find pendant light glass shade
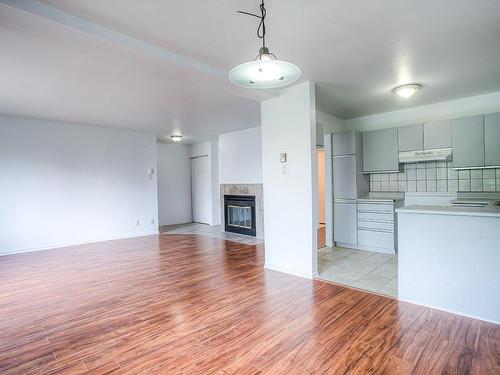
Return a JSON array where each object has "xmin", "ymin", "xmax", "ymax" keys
[
  {"xmin": 228, "ymin": 0, "xmax": 301, "ymax": 89},
  {"xmin": 228, "ymin": 59, "xmax": 301, "ymax": 89}
]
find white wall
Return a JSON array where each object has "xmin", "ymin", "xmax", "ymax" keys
[
  {"xmin": 0, "ymin": 116, "xmax": 158, "ymax": 254},
  {"xmin": 345, "ymin": 89, "xmax": 500, "ymax": 131},
  {"xmin": 157, "ymin": 143, "xmax": 191, "ymax": 225},
  {"xmin": 219, "ymin": 127, "xmax": 262, "ymax": 184},
  {"xmin": 316, "ymin": 111, "xmax": 346, "ymax": 134},
  {"xmin": 261, "ymin": 82, "xmax": 317, "ymax": 278},
  {"xmin": 190, "ymin": 139, "xmax": 221, "ymax": 225}
]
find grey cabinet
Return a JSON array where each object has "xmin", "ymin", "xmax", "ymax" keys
[
  {"xmin": 398, "ymin": 124, "xmax": 424, "ymax": 151},
  {"xmin": 424, "ymin": 120, "xmax": 451, "ymax": 150},
  {"xmin": 333, "ymin": 155, "xmax": 357, "ymax": 199},
  {"xmin": 484, "ymin": 113, "xmax": 500, "ymax": 167},
  {"xmin": 333, "ymin": 202, "xmax": 358, "ymax": 245},
  {"xmin": 316, "ymin": 124, "xmax": 325, "ymax": 147},
  {"xmin": 451, "ymin": 116, "xmax": 484, "ymax": 168},
  {"xmin": 363, "ymin": 128, "xmax": 399, "ymax": 173},
  {"xmin": 332, "ymin": 131, "xmax": 359, "ymax": 156}
]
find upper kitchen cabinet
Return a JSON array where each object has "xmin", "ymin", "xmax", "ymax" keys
[
  {"xmin": 363, "ymin": 128, "xmax": 399, "ymax": 173},
  {"xmin": 451, "ymin": 116, "xmax": 484, "ymax": 168},
  {"xmin": 424, "ymin": 120, "xmax": 451, "ymax": 150},
  {"xmin": 484, "ymin": 113, "xmax": 500, "ymax": 167},
  {"xmin": 398, "ymin": 124, "xmax": 424, "ymax": 151},
  {"xmin": 332, "ymin": 131, "xmax": 359, "ymax": 156}
]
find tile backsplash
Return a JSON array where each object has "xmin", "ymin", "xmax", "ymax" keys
[{"xmin": 370, "ymin": 162, "xmax": 500, "ymax": 193}]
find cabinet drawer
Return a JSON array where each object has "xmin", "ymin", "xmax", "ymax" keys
[
  {"xmin": 358, "ymin": 211, "xmax": 394, "ymax": 223},
  {"xmin": 358, "ymin": 230, "xmax": 394, "ymax": 250},
  {"xmin": 358, "ymin": 203, "xmax": 394, "ymax": 213},
  {"xmin": 358, "ymin": 218, "xmax": 394, "ymax": 232}
]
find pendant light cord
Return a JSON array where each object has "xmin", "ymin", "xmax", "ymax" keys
[{"xmin": 238, "ymin": 0, "xmax": 267, "ymax": 47}]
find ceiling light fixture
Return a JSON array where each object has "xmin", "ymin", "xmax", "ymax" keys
[
  {"xmin": 392, "ymin": 83, "xmax": 422, "ymax": 99},
  {"xmin": 228, "ymin": 0, "xmax": 301, "ymax": 89}
]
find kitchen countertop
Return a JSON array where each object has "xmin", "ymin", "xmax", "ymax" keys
[
  {"xmin": 396, "ymin": 205, "xmax": 500, "ymax": 218},
  {"xmin": 357, "ymin": 193, "xmax": 404, "ymax": 203}
]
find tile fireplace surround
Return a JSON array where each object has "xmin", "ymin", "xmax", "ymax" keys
[{"xmin": 220, "ymin": 184, "xmax": 264, "ymax": 239}]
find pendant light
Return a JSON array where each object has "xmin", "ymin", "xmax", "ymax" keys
[{"xmin": 228, "ymin": 0, "xmax": 301, "ymax": 89}]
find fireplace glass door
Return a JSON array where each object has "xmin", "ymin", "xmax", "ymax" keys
[
  {"xmin": 228, "ymin": 205, "xmax": 252, "ymax": 229},
  {"xmin": 224, "ymin": 195, "xmax": 255, "ymax": 236}
]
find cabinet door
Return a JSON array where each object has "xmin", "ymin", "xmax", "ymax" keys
[
  {"xmin": 332, "ymin": 131, "xmax": 356, "ymax": 156},
  {"xmin": 333, "ymin": 203, "xmax": 358, "ymax": 245},
  {"xmin": 424, "ymin": 120, "xmax": 451, "ymax": 150},
  {"xmin": 316, "ymin": 124, "xmax": 325, "ymax": 147},
  {"xmin": 363, "ymin": 128, "xmax": 399, "ymax": 173},
  {"xmin": 398, "ymin": 124, "xmax": 424, "ymax": 151},
  {"xmin": 451, "ymin": 116, "xmax": 484, "ymax": 168},
  {"xmin": 484, "ymin": 113, "xmax": 500, "ymax": 167},
  {"xmin": 333, "ymin": 155, "xmax": 357, "ymax": 199}
]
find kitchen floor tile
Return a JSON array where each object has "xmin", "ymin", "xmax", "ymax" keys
[{"xmin": 318, "ymin": 247, "xmax": 398, "ymax": 297}]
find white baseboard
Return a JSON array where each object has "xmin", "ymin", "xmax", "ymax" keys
[
  {"xmin": 398, "ymin": 296, "xmax": 500, "ymax": 324},
  {"xmin": 159, "ymin": 218, "xmax": 193, "ymax": 226},
  {"xmin": 264, "ymin": 263, "xmax": 313, "ymax": 280},
  {"xmin": 0, "ymin": 230, "xmax": 159, "ymax": 256}
]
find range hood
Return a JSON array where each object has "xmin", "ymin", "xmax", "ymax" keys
[{"xmin": 399, "ymin": 148, "xmax": 453, "ymax": 163}]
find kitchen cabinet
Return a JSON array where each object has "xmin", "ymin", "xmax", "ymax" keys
[
  {"xmin": 424, "ymin": 120, "xmax": 451, "ymax": 150},
  {"xmin": 484, "ymin": 113, "xmax": 500, "ymax": 167},
  {"xmin": 451, "ymin": 116, "xmax": 484, "ymax": 168},
  {"xmin": 398, "ymin": 124, "xmax": 424, "ymax": 151},
  {"xmin": 332, "ymin": 131, "xmax": 359, "ymax": 156},
  {"xmin": 333, "ymin": 201, "xmax": 358, "ymax": 245},
  {"xmin": 363, "ymin": 128, "xmax": 399, "ymax": 173},
  {"xmin": 316, "ymin": 124, "xmax": 325, "ymax": 147},
  {"xmin": 333, "ymin": 155, "xmax": 358, "ymax": 199},
  {"xmin": 357, "ymin": 199, "xmax": 403, "ymax": 254}
]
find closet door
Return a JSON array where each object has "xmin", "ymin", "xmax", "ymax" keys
[{"xmin": 191, "ymin": 156, "xmax": 212, "ymax": 224}]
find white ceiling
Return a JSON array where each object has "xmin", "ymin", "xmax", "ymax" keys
[{"xmin": 0, "ymin": 0, "xmax": 500, "ymax": 142}]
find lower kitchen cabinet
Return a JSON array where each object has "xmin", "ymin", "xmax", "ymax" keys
[
  {"xmin": 333, "ymin": 201, "xmax": 358, "ymax": 245},
  {"xmin": 357, "ymin": 202, "xmax": 397, "ymax": 254}
]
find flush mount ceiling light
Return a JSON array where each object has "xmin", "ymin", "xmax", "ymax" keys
[
  {"xmin": 392, "ymin": 83, "xmax": 422, "ymax": 99},
  {"xmin": 228, "ymin": 0, "xmax": 301, "ymax": 89}
]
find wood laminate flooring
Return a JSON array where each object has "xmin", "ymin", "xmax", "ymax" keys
[{"xmin": 0, "ymin": 234, "xmax": 500, "ymax": 375}]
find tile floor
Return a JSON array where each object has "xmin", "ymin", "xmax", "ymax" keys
[
  {"xmin": 318, "ymin": 247, "xmax": 398, "ymax": 297},
  {"xmin": 160, "ymin": 223, "xmax": 264, "ymax": 245}
]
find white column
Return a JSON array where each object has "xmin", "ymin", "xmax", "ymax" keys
[{"xmin": 261, "ymin": 82, "xmax": 318, "ymax": 278}]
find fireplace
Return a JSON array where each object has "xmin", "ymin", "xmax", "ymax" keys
[{"xmin": 224, "ymin": 195, "xmax": 256, "ymax": 237}]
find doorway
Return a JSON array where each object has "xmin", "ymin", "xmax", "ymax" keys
[
  {"xmin": 191, "ymin": 155, "xmax": 212, "ymax": 224},
  {"xmin": 316, "ymin": 147, "xmax": 326, "ymax": 249}
]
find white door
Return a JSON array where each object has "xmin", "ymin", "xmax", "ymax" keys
[{"xmin": 191, "ymin": 156, "xmax": 212, "ymax": 224}]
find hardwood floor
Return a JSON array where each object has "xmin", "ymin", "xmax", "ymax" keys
[{"xmin": 0, "ymin": 235, "xmax": 500, "ymax": 375}]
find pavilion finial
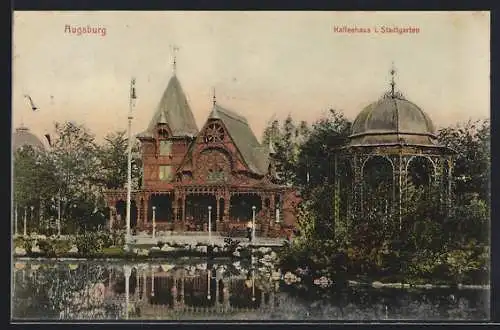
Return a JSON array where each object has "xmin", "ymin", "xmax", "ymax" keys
[
  {"xmin": 171, "ymin": 45, "xmax": 179, "ymax": 76},
  {"xmin": 390, "ymin": 61, "xmax": 396, "ymax": 97},
  {"xmin": 383, "ymin": 62, "xmax": 405, "ymax": 100}
]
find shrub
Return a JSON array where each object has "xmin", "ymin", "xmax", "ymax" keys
[
  {"xmin": 38, "ymin": 239, "xmax": 56, "ymax": 257},
  {"xmin": 14, "ymin": 237, "xmax": 25, "ymax": 248},
  {"xmin": 76, "ymin": 232, "xmax": 104, "ymax": 255},
  {"xmin": 23, "ymin": 237, "xmax": 35, "ymax": 253},
  {"xmin": 111, "ymin": 230, "xmax": 125, "ymax": 246}
]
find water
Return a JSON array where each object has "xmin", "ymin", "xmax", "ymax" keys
[{"xmin": 12, "ymin": 259, "xmax": 490, "ymax": 321}]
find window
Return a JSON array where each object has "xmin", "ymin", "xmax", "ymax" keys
[
  {"xmin": 159, "ymin": 165, "xmax": 173, "ymax": 181},
  {"xmin": 160, "ymin": 141, "xmax": 172, "ymax": 156},
  {"xmin": 204, "ymin": 124, "xmax": 224, "ymax": 143},
  {"xmin": 207, "ymin": 169, "xmax": 226, "ymax": 182}
]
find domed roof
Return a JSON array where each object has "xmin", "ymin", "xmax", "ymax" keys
[
  {"xmin": 350, "ymin": 92, "xmax": 436, "ymax": 145},
  {"xmin": 12, "ymin": 126, "xmax": 45, "ymax": 150}
]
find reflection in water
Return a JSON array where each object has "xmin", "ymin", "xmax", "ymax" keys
[{"xmin": 12, "ymin": 261, "xmax": 489, "ymax": 320}]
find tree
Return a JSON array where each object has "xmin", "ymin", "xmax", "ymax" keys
[
  {"xmin": 294, "ymin": 109, "xmax": 351, "ymax": 188},
  {"xmin": 50, "ymin": 122, "xmax": 104, "ymax": 230}
]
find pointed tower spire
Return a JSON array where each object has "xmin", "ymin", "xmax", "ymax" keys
[
  {"xmin": 158, "ymin": 111, "xmax": 167, "ymax": 124},
  {"xmin": 172, "ymin": 45, "xmax": 179, "ymax": 76},
  {"xmin": 269, "ymin": 139, "xmax": 276, "ymax": 155}
]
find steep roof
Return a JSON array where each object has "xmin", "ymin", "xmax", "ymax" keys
[
  {"xmin": 138, "ymin": 75, "xmax": 198, "ymax": 137},
  {"xmin": 12, "ymin": 126, "xmax": 45, "ymax": 150},
  {"xmin": 208, "ymin": 104, "xmax": 269, "ymax": 175}
]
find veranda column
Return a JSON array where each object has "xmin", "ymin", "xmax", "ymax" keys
[
  {"xmin": 109, "ymin": 201, "xmax": 116, "ymax": 230},
  {"xmin": 215, "ymin": 192, "xmax": 223, "ymax": 231},
  {"xmin": 123, "ymin": 265, "xmax": 132, "ymax": 319},
  {"xmin": 135, "ymin": 198, "xmax": 142, "ymax": 233},
  {"xmin": 172, "ymin": 191, "xmax": 181, "ymax": 231},
  {"xmin": 142, "ymin": 193, "xmax": 150, "ymax": 231},
  {"xmin": 182, "ymin": 191, "xmax": 186, "ymax": 231},
  {"xmin": 224, "ymin": 190, "xmax": 231, "ymax": 222}
]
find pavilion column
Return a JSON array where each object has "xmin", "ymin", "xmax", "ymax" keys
[
  {"xmin": 180, "ymin": 271, "xmax": 185, "ymax": 308},
  {"xmin": 351, "ymin": 155, "xmax": 363, "ymax": 221},
  {"xmin": 109, "ymin": 205, "xmax": 116, "ymax": 230},
  {"xmin": 259, "ymin": 193, "xmax": 269, "ymax": 237},
  {"xmin": 269, "ymin": 193, "xmax": 276, "ymax": 229},
  {"xmin": 142, "ymin": 193, "xmax": 150, "ymax": 228},
  {"xmin": 392, "ymin": 156, "xmax": 406, "ymax": 230},
  {"xmin": 446, "ymin": 156, "xmax": 454, "ymax": 215},
  {"xmin": 141, "ymin": 268, "xmax": 148, "ymax": 300},
  {"xmin": 222, "ymin": 279, "xmax": 231, "ymax": 309},
  {"xmin": 135, "ymin": 198, "xmax": 143, "ymax": 230},
  {"xmin": 333, "ymin": 154, "xmax": 341, "ymax": 235}
]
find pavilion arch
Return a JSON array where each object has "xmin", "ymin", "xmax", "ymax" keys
[
  {"xmin": 405, "ymin": 155, "xmax": 437, "ymax": 186},
  {"xmin": 362, "ymin": 155, "xmax": 394, "ymax": 221},
  {"xmin": 335, "ymin": 73, "xmax": 456, "ymax": 230}
]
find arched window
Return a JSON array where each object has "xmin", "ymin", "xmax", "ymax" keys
[{"xmin": 203, "ymin": 123, "xmax": 225, "ymax": 143}]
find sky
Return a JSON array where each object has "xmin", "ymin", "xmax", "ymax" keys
[{"xmin": 12, "ymin": 11, "xmax": 490, "ymax": 140}]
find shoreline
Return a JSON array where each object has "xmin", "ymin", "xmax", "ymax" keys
[{"xmin": 14, "ymin": 256, "xmax": 491, "ymax": 290}]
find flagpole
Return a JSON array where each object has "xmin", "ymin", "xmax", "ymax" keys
[{"xmin": 126, "ymin": 78, "xmax": 135, "ymax": 242}]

————

» **Written request**:
Produce an exact copy of the lines from the one containing "find pavilion column" through the last line, and of nothing else.

» **Result**:
find pavilion column
Return a JSON array where each object has "xmin", "ymin", "xmax", "ymax" keys
[
  {"xmin": 180, "ymin": 271, "xmax": 185, "ymax": 308},
  {"xmin": 351, "ymin": 155, "xmax": 363, "ymax": 221},
  {"xmin": 109, "ymin": 205, "xmax": 116, "ymax": 230},
  {"xmin": 259, "ymin": 193, "xmax": 269, "ymax": 237},
  {"xmin": 269, "ymin": 193, "xmax": 276, "ymax": 229},
  {"xmin": 142, "ymin": 193, "xmax": 150, "ymax": 228},
  {"xmin": 392, "ymin": 156, "xmax": 406, "ymax": 230},
  {"xmin": 446, "ymin": 156, "xmax": 454, "ymax": 215},
  {"xmin": 141, "ymin": 268, "xmax": 148, "ymax": 300},
  {"xmin": 222, "ymin": 279, "xmax": 231, "ymax": 309},
  {"xmin": 135, "ymin": 198, "xmax": 143, "ymax": 230},
  {"xmin": 333, "ymin": 154, "xmax": 341, "ymax": 235}
]
find pavilion arch
Return a JSON array where each object has "xmin", "ymin", "xmax", "ymax" keys
[
  {"xmin": 405, "ymin": 155, "xmax": 437, "ymax": 186},
  {"xmin": 362, "ymin": 155, "xmax": 394, "ymax": 221},
  {"xmin": 335, "ymin": 73, "xmax": 456, "ymax": 230}
]
find arched window
Return a JSON array where each object has "xmin", "ymin", "xmax", "ymax" keys
[{"xmin": 203, "ymin": 123, "xmax": 225, "ymax": 143}]
find sky
Return a JSON array where each object has "xmin", "ymin", "xmax", "ymax" keys
[{"xmin": 12, "ymin": 11, "xmax": 490, "ymax": 140}]
find shoreline
Return a JSON array where each object has "xmin", "ymin", "xmax", "ymax" keys
[{"xmin": 14, "ymin": 256, "xmax": 491, "ymax": 290}]
find flagpole
Return a JSON array where each object has "xmin", "ymin", "xmax", "ymax" keys
[{"xmin": 126, "ymin": 78, "xmax": 135, "ymax": 242}]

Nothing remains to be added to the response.